• AIM:
Arrange these lines as a Markdown table with the columns "No." and "Line," numbering each line and leaving out any blank ones.

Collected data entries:
——————
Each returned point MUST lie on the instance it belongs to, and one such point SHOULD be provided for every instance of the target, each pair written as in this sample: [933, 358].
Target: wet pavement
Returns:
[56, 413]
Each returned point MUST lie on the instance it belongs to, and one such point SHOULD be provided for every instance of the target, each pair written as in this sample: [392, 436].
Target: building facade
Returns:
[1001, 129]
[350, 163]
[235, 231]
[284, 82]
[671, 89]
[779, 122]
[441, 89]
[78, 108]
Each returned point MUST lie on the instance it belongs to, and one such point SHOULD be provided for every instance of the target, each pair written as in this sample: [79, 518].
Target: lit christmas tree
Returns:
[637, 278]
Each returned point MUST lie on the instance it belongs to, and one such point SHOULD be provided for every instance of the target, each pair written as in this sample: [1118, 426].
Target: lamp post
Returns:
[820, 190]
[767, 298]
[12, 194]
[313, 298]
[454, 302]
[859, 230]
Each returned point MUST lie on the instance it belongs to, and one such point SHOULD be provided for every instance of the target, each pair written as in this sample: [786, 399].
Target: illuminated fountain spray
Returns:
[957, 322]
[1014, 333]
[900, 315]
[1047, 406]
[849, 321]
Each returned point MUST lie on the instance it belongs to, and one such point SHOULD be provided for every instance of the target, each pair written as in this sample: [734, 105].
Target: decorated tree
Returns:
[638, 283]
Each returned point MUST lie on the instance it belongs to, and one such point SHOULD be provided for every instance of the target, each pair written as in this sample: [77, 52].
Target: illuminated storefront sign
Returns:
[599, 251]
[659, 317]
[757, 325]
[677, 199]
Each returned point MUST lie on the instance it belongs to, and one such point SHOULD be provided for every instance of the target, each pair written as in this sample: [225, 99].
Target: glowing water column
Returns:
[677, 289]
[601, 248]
——————
• EXPECTED ANSWER:
| No. | Line |
|---|---|
| 1 | Each returned point MUST lie on the instance it belongs to, and one such point SHOULD be provided for every instance of the target, each pair written as in this sample: [933, 358]. |
| 2 | Target: wet pavement |
| 3 | Returns: |
| 4 | [56, 413] |
| 5 | Each returned point MUST lie on the instance it belongs to, and one such point SHOULD be provided for every instance of the target, each pair written as in this sample: [392, 436]. |
| 6 | Target: building facade |
| 7 | Returns: |
| 8 | [1001, 129] |
| 9 | [350, 163] |
| 10 | [235, 231] |
| 11 | [284, 82] |
| 12 | [671, 89] |
| 13 | [779, 122] |
| 14 | [441, 89] |
| 15 | [78, 108] |
| 16 | Each returned point MUST lie on the instance it belongs to, and one such point SHOULD be provided for every instance of the target, each pair written as in this sample: [79, 518]. |
| 17 | Target: lit christmas tree |
| 18 | Returns: |
| 19 | [637, 278] |
| 20 | Each returned point MUST lie on the instance it belongs to, and one such point SHOULD be provided for every instance of the target, each pair written as in this sample: [1118, 426]. |
| 21 | Target: lamp post |
| 22 | Returns: |
| 23 | [820, 190] |
| 24 | [767, 298] |
| 25 | [12, 194] |
| 26 | [313, 298] |
| 27 | [454, 302] |
| 28 | [859, 230] |
| 29 | Each returned point MUST lie on the instance it belongs to, and one such point SHOULD be provided for every instance of the target, each pair written as in this sample: [786, 399]. |
| 30 | Target: illuminated fountain spray |
| 31 | Returns: |
| 32 | [957, 322] |
| 33 | [1014, 333] |
| 34 | [900, 315] |
| 35 | [1047, 406] |
| 36 | [849, 321] |
| 37 | Each returned point MUST lie on the instance it belongs to, and one such point SHOULD be provided for every instance of the target, each pair written as in this sample: [734, 105]. |
| 38 | Target: decorated tree |
| 39 | Returns: |
| 40 | [638, 283] |
| 41 | Each returned point MUST lie on the instance it belongs to, and one such point SHOULD be provided for every instance of the target, each pair written as in this sample: [77, 52]. |
| 42 | Target: illuminated storefront sign |
| 43 | Returns: |
| 44 | [599, 251] |
| 45 | [659, 317] |
| 46 | [757, 325] |
| 47 | [677, 199] |
| 48 | Each returned point MUST lie on the instance it belongs to, and one such point SHOULD be provided for every instance of the target, each pair written as in this sample: [225, 99]. |
| 49 | Target: glowing water column |
| 50 | Returns: |
| 51 | [677, 289] |
| 52 | [601, 248] |